» **TEXTO PROPORCIONADO**:
======

Maravillados, los hombres asisten al ir y venir de los seres sobrenaturales (cuando les place dejarse ver), sin poder a veces distinguir si se trata de ángeles o del pueblo del síd, los antiguos dioses, que son demonios para la nueva fe. 
Enda, compañero de viaje de Orla, se encuentra bajo la influencia y protección de san Fechin, fundador del monasterio de Favoria o Fore, donde el joven clérigo estudia. Favoria era un monasterio especialmente famoso por su escuela de miniaturistas y escribas. Austin Clarke, el autor de la novela, se sentía atraído y fascinado por el arte de estos minuciosos pintores medievales irlandeses que trabajaban en el límite de la abstracción geométrica y la figuración. También aparecen los miniaturistas en su primera novela, The Bright Temptation.
El segundo epígrafe de esta The Sun Dances at Easter es de Rémy de Gourmont y se refiere precisamente a ese hormigueo de personajes diminutos que pueblan las páginas de algunos manuscritos cuya decoración hace difícil a los ojos del inexperto discernir la estructura del texto que se oculta bajo la hojarasca de la ilustración.
¿Dónde está el texto? Inicio del Evangelio de San
Marcos en el Libro de Kells, principios del siglo IX.

Es curioso que Clarke se acordase de Gourmont, con el que coincide en algunos aspectos, más allá de que se trata de dos autores católicos, interesados en la Edad Media y profundamente intrigados por el amor y la psicología femenina. También ambos fueron denostados y tratados con hostilidad en sus países por motivos ideológicos y literarios y anduvieron en lenguas por culpa de sus relaciones personales. Ambos, por cierto, tuvieron que ver con mujeres apasionadas por el ocultismo.

======

Extractos del conjunto de datos de etiquetado de puntos:

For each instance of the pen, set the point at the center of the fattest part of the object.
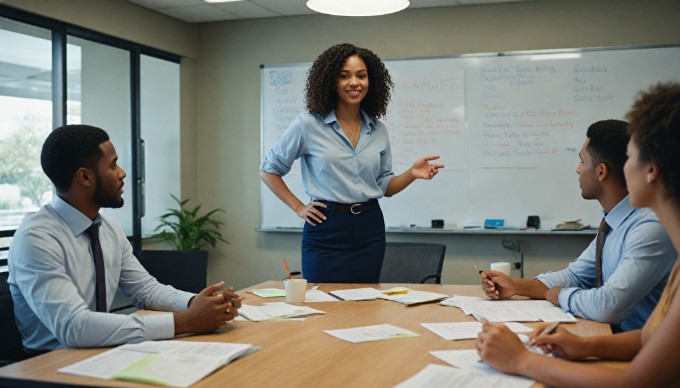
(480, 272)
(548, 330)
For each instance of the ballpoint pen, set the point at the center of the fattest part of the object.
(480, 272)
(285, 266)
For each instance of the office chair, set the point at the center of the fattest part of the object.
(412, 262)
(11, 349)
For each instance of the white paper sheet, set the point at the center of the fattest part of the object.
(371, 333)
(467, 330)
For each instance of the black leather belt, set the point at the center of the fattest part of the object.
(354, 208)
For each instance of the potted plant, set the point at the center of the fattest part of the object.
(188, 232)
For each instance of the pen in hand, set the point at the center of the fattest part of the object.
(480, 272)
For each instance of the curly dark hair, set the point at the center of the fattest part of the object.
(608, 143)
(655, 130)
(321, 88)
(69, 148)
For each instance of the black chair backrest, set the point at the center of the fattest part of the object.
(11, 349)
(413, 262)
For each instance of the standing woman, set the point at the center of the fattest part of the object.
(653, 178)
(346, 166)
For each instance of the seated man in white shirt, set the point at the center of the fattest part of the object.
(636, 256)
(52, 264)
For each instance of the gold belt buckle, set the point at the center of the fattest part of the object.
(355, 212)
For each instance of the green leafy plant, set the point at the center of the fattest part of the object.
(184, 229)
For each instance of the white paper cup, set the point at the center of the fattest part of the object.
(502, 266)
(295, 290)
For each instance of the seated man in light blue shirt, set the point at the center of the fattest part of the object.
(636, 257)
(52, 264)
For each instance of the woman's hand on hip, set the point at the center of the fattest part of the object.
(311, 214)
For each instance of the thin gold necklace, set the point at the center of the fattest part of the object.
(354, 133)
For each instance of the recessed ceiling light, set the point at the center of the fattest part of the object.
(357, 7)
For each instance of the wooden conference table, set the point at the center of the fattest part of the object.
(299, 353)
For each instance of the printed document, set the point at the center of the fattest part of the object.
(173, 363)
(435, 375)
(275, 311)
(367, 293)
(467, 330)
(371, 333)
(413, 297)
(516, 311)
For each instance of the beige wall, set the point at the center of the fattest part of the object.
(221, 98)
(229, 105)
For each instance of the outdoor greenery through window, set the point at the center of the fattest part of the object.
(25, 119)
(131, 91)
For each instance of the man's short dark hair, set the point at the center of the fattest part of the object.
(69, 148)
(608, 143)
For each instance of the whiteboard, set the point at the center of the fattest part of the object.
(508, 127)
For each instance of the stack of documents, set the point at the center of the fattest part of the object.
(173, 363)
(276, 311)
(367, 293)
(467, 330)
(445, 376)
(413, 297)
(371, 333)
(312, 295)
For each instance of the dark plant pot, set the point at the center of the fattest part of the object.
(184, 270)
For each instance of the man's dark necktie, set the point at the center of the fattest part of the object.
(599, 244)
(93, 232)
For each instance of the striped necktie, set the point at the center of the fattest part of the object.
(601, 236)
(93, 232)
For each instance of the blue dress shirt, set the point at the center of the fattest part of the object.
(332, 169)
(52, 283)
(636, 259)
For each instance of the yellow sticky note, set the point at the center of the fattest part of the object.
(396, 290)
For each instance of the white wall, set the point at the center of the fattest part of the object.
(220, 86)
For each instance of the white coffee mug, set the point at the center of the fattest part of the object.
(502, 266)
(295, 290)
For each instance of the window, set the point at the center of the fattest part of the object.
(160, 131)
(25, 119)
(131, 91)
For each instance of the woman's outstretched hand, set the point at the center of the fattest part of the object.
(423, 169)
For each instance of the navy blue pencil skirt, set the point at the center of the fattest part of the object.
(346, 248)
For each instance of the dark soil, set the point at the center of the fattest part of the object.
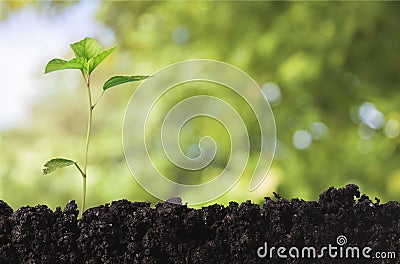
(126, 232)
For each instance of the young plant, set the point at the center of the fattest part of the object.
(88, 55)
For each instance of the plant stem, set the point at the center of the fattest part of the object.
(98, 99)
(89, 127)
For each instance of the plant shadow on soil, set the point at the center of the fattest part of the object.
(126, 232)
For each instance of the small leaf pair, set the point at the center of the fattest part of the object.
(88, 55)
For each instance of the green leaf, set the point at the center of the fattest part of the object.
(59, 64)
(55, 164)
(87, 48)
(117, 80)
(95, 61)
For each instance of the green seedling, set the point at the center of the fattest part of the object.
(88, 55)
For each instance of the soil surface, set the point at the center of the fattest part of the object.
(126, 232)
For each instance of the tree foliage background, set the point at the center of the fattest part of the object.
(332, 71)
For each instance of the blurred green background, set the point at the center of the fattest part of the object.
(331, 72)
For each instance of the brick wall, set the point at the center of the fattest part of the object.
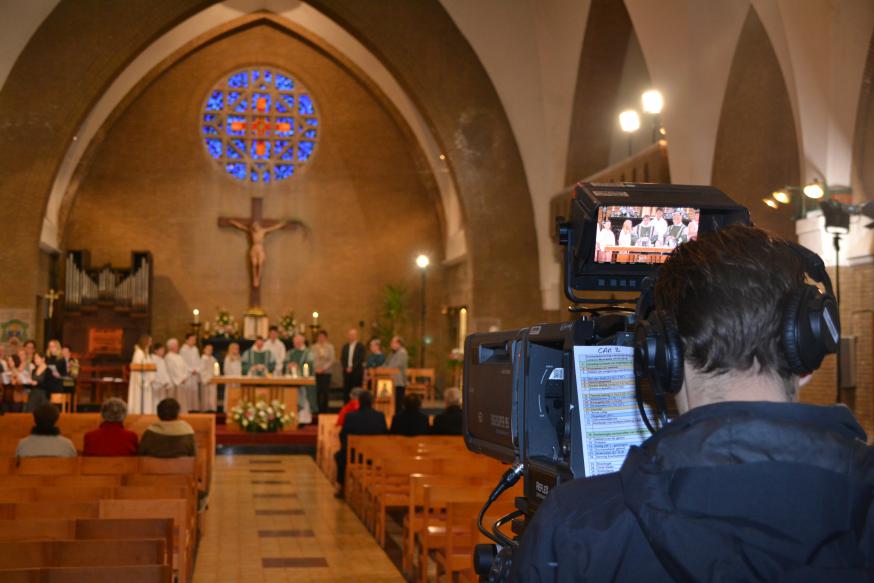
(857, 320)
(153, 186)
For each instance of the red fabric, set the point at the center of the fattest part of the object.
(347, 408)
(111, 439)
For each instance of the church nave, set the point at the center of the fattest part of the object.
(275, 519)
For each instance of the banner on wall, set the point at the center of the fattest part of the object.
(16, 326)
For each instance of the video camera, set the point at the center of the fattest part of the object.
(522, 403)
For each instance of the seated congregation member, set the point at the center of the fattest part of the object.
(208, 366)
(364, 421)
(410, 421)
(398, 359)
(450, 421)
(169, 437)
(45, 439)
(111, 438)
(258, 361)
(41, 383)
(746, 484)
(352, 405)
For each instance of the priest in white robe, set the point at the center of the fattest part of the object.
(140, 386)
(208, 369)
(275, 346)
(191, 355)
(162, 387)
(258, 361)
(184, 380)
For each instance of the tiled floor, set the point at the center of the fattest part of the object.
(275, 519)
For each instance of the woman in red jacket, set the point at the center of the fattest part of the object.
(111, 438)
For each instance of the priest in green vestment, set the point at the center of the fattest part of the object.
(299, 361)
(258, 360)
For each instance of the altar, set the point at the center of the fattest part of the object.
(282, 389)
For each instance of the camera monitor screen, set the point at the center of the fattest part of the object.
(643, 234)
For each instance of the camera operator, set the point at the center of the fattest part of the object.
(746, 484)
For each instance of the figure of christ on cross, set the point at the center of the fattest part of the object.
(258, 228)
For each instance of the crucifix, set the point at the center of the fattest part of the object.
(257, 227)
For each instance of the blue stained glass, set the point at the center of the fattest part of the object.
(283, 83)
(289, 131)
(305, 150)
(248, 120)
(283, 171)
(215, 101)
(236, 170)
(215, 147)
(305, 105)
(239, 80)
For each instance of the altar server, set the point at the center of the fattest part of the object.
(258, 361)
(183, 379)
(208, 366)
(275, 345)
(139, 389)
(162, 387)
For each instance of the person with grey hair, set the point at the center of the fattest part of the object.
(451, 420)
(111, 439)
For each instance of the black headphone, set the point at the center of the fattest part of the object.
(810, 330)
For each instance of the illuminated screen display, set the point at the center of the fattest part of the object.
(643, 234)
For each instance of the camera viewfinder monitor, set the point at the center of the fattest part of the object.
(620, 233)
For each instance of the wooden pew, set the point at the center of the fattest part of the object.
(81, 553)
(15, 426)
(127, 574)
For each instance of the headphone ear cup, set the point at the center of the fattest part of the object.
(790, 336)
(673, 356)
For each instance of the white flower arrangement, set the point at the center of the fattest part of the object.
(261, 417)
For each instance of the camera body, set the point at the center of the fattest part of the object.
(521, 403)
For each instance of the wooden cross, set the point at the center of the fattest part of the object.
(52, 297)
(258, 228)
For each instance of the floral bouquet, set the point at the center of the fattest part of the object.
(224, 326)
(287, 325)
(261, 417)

======

» **OBJETIVO DEL EJERCICIO**:
Responda a estas preguntas con lo que dice el texto sobre la novela de Austin Clarke:
(a) ¿Por qué era especialmente famoso el monasterio de Favoria?
(b) ¿De quién es el segundo epígrafe de The Sun Dances at Easter?
(c) ¿Cómo se titula la primera novela de Clarke?

» **SOLUCIÓN DEL PROBLEMA**:
(a) Por su escuela de miniaturistas y escribas.
(b) De Rémy de Gourmont.
(c) The Bright Temptation.